- [Work item]: Every record that follows must be returned word for word.

- [Records supplied]:
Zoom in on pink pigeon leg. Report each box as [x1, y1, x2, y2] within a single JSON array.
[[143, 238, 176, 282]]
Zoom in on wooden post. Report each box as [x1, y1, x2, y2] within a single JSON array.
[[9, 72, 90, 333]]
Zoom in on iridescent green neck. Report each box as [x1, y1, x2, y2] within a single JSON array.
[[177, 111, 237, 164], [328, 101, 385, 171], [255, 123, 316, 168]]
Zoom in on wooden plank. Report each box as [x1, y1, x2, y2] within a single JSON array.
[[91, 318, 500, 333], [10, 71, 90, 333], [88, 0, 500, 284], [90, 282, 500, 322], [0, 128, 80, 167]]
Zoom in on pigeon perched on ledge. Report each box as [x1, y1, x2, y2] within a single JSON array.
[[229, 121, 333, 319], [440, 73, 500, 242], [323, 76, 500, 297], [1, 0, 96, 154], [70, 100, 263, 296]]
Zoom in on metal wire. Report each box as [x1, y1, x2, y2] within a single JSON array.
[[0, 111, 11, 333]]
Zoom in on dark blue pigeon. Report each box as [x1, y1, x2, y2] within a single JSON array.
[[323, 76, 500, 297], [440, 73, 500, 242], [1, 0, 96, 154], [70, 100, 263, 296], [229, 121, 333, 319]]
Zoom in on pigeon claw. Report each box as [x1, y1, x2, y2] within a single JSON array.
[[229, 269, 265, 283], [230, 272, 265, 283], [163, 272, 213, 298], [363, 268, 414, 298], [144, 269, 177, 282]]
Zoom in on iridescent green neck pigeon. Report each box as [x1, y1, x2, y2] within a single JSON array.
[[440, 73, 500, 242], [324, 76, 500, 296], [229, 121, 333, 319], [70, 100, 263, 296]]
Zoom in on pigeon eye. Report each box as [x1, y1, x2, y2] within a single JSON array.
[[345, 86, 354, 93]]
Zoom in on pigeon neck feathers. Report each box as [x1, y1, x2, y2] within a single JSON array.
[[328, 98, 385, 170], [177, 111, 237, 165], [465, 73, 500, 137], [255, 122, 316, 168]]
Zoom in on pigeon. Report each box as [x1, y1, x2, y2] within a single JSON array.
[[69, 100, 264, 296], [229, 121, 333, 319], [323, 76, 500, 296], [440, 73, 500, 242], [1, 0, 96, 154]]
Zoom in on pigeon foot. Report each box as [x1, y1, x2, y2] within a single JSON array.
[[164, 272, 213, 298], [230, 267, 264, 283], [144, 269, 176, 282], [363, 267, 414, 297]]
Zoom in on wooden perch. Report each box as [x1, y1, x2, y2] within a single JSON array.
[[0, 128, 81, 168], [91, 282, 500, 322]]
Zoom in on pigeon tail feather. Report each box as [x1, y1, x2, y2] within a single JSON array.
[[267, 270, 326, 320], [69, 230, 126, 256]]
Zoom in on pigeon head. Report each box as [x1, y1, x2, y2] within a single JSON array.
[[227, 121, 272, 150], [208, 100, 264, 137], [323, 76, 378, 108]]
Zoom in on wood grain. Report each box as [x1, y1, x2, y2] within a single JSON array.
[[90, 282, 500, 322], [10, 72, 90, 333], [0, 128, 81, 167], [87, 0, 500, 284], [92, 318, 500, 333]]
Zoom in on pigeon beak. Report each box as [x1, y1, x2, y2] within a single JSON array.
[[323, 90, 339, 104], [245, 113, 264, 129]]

- [The answer]:
Zoom in on pink pigeon leg. Report each box as [x1, y1, x2, y2] within a single JSON array.
[[143, 238, 176, 282]]
Zoom in on wooden post. Report each box as [x1, y1, x2, y2] within a single JSON array.
[[9, 72, 90, 333]]
Zoom in on iridescent green neck. Report each box as [x1, y1, x2, y2] within a single JSON array.
[[177, 111, 237, 164], [328, 101, 385, 171], [255, 123, 316, 168]]
Zoom in on wooden plank. Report each box as [x1, y1, x2, y2] within a single JSON array.
[[91, 318, 500, 333], [10, 71, 90, 333], [88, 0, 500, 284], [90, 282, 500, 322], [0, 128, 80, 167]]
Zoom in on pigeon perched on ledge. Report each box as [x1, y1, x2, y2] within a single JSON array.
[[229, 121, 333, 319], [440, 73, 500, 242], [323, 76, 500, 297], [1, 0, 96, 154], [70, 100, 263, 296]]
Zoom in on metal wire. Report each box as [x1, y1, x2, y2] within a single JSON array.
[[0, 111, 11, 333]]
Zoom in on dark blue pigeon. Report each box as [x1, y1, x2, y2] within a single JSON array.
[[323, 76, 500, 297], [440, 73, 500, 242], [1, 0, 96, 154], [70, 100, 263, 296], [229, 121, 333, 319]]
Zoom in on pigeon claw. Report each box as [x1, y1, x2, y2] within a single JSON array.
[[229, 269, 265, 283], [230, 272, 265, 283], [163, 272, 213, 298], [363, 268, 414, 298], [144, 269, 177, 282]]
Zoom in on iridescent green neck pigeon. Report each box as [x1, y1, x2, y2] within a single JSON array.
[[440, 73, 500, 242], [324, 76, 500, 296], [229, 121, 333, 319], [70, 100, 263, 296]]
Zoom in on pigeon eye. Report each box as [x1, y1, x2, y2] within a single JSON array.
[[345, 86, 354, 93]]
Zoom in on pigeon neck feathers. Report each box as [x1, y1, x2, y2] within a single JSON array.
[[328, 98, 385, 170], [177, 111, 237, 165], [465, 73, 500, 137], [255, 122, 316, 168]]
Zoom in on pigeon. Report each box as [x1, y1, x2, y2] within a single JSON array.
[[69, 100, 264, 296], [229, 121, 333, 319], [323, 76, 500, 296], [440, 73, 500, 242], [1, 0, 96, 154]]
Zoom in on pigeon foot. Report each box as [x1, y1, x2, y2] within a single JSON array.
[[164, 272, 213, 298], [230, 267, 264, 283], [144, 269, 176, 282], [363, 267, 414, 297]]
Zoom in on wooden perch. Report each box as [x1, y1, x2, y2] within a single JSON array.
[[0, 128, 81, 168], [91, 282, 500, 322]]
Zoom in on pigeon tail feather. Report each box as [x1, y1, x2, y2] within a single JSON array.
[[267, 270, 326, 320], [69, 230, 126, 256]]
Zoom in on pigeon head. Report each box as [x1, y1, x2, y2] within a single JSON array.
[[227, 121, 272, 150], [208, 100, 264, 137], [323, 76, 378, 108]]
Zoom in on wood grain. Report each box as [x1, y1, x2, y2] within a single JSON array.
[[90, 282, 500, 322], [10, 72, 90, 333], [0, 128, 81, 167], [87, 0, 500, 284], [92, 318, 500, 333]]
Zoom in on pigeon beak. Report each box as [x1, y1, x2, y2] within a single JSON array.
[[323, 90, 339, 104], [245, 113, 264, 129]]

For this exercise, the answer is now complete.